» How to complete this task: Tally up the lines in the material where the word "striped" appears, then give the total and nothing else.

*** Input for this task ***

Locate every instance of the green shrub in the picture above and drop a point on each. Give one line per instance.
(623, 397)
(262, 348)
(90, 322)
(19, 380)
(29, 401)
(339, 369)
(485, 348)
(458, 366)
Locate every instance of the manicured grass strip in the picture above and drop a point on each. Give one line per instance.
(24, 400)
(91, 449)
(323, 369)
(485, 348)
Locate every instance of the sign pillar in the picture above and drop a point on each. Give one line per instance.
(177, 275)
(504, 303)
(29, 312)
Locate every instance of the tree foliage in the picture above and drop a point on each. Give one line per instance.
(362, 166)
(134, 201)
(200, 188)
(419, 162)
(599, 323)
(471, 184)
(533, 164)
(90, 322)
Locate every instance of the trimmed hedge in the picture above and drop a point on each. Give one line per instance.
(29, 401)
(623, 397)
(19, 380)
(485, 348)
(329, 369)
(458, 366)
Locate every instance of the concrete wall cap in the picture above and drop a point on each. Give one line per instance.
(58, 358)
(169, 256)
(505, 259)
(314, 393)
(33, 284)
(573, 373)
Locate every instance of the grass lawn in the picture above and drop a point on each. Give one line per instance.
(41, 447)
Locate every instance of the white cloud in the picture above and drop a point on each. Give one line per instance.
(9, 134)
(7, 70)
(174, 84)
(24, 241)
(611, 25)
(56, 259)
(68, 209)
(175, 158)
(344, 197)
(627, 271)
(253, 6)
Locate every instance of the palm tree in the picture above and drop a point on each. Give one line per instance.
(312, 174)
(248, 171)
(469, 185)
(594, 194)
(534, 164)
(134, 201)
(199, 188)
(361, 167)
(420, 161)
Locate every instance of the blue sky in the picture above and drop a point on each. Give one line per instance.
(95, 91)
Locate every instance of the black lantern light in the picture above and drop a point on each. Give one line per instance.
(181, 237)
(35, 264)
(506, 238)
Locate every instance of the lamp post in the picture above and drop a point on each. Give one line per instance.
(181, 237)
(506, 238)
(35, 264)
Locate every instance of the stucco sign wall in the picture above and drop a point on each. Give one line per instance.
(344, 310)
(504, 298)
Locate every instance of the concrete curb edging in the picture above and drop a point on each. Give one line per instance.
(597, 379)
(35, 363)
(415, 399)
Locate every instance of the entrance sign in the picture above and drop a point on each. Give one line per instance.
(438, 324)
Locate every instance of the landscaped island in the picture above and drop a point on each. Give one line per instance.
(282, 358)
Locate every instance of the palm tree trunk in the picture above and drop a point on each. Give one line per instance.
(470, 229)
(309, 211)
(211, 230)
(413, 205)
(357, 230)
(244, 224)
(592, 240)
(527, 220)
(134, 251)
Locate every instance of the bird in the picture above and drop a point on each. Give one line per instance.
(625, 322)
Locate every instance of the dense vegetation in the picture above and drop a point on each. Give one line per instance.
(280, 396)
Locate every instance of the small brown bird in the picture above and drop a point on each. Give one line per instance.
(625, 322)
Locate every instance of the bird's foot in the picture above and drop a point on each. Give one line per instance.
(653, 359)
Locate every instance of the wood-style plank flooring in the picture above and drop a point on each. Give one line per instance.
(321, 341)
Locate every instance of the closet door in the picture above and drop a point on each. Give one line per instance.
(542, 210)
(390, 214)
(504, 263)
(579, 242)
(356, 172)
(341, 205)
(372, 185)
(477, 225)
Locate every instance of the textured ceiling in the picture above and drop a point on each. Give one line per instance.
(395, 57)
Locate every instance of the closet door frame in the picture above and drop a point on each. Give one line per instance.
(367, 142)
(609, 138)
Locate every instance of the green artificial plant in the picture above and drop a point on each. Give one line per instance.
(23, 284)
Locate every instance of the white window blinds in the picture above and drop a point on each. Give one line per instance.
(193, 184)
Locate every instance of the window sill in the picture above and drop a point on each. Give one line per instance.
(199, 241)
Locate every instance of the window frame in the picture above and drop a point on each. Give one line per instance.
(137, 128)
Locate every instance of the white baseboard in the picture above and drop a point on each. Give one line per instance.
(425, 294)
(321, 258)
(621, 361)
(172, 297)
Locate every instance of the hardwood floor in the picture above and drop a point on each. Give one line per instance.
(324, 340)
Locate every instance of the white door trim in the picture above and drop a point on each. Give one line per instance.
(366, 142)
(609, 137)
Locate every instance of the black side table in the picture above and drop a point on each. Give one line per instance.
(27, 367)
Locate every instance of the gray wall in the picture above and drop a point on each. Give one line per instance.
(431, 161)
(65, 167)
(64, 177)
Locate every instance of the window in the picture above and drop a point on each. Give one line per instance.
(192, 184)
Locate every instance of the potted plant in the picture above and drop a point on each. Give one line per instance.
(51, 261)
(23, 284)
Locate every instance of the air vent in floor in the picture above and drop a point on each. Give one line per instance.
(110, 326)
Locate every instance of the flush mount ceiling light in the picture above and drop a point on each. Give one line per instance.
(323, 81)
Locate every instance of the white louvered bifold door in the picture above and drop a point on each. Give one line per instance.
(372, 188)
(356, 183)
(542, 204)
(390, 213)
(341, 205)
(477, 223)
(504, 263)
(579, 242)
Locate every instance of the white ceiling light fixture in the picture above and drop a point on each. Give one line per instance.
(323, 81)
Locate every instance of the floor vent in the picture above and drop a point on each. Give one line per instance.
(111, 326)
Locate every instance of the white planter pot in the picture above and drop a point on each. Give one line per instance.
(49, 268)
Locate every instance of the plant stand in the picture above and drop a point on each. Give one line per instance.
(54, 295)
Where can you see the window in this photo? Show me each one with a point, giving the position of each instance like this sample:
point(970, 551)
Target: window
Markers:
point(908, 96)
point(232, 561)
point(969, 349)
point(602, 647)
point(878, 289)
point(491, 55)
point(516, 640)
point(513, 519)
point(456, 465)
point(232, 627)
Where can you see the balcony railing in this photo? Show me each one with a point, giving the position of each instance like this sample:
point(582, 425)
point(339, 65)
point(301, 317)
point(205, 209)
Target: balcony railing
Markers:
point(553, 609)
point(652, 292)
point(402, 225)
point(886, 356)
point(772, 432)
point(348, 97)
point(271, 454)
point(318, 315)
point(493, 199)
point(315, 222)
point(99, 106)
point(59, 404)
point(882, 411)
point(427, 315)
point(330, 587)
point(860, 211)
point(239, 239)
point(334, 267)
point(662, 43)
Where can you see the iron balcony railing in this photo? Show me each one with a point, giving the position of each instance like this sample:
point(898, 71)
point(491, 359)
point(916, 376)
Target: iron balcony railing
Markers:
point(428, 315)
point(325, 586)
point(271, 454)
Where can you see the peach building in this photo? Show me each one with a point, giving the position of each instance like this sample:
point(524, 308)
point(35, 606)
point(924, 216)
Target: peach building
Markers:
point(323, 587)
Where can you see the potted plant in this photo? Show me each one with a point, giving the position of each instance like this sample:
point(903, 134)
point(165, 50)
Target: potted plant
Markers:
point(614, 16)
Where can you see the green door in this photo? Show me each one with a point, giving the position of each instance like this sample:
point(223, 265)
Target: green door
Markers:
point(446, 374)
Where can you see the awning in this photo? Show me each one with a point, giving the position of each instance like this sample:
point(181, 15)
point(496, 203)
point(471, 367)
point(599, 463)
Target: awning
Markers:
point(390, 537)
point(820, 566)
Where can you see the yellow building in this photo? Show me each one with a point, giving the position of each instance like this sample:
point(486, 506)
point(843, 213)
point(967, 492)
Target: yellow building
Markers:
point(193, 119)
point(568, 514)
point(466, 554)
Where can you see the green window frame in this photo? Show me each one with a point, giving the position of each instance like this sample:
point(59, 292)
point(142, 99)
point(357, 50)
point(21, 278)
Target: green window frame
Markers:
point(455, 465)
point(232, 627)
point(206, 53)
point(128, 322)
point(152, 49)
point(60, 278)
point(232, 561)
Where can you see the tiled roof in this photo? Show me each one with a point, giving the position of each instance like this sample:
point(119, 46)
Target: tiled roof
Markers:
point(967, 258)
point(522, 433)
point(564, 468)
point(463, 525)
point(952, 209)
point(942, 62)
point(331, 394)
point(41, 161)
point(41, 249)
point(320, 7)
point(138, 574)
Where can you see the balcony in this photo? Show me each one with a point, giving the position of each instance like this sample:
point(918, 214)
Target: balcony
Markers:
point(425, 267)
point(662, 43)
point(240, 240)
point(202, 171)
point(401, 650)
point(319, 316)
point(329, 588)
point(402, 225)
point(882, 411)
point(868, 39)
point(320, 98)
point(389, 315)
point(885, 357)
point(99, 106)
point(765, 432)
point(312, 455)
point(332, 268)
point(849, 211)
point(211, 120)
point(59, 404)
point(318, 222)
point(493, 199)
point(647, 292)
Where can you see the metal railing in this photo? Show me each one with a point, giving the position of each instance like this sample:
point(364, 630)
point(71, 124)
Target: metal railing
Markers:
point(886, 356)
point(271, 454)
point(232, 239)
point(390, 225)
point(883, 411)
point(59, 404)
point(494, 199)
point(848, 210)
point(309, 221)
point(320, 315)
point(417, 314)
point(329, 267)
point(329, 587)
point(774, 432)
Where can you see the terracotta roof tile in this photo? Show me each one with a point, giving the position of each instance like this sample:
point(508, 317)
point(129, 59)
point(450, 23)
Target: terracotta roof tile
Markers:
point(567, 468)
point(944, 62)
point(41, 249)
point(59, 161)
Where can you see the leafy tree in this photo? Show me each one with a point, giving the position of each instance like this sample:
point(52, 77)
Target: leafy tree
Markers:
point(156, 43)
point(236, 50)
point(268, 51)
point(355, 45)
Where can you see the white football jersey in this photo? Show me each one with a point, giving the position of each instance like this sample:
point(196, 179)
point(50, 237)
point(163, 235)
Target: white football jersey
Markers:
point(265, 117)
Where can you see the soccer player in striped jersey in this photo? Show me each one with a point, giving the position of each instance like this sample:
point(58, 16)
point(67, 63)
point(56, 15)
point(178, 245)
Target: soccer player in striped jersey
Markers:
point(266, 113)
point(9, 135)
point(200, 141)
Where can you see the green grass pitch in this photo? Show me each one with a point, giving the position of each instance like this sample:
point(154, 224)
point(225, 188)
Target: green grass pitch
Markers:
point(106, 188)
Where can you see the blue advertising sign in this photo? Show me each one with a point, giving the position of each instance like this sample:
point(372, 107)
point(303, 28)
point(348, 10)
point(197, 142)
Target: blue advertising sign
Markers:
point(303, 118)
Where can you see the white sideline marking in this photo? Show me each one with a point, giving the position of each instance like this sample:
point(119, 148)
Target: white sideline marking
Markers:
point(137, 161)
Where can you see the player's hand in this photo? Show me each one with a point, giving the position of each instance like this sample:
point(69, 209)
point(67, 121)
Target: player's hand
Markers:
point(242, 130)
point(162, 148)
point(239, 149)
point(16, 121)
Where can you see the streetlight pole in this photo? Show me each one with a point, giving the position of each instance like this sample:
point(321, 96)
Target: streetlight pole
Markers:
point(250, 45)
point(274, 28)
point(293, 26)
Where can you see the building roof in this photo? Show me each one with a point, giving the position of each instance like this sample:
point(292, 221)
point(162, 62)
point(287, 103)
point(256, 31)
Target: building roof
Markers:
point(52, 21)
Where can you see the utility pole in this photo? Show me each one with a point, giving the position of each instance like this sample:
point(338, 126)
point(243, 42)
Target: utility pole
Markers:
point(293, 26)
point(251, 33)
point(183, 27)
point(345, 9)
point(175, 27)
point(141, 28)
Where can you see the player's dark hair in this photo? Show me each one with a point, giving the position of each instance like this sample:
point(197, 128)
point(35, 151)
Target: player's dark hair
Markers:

*** End of Input for this task ***

» Your solution: 2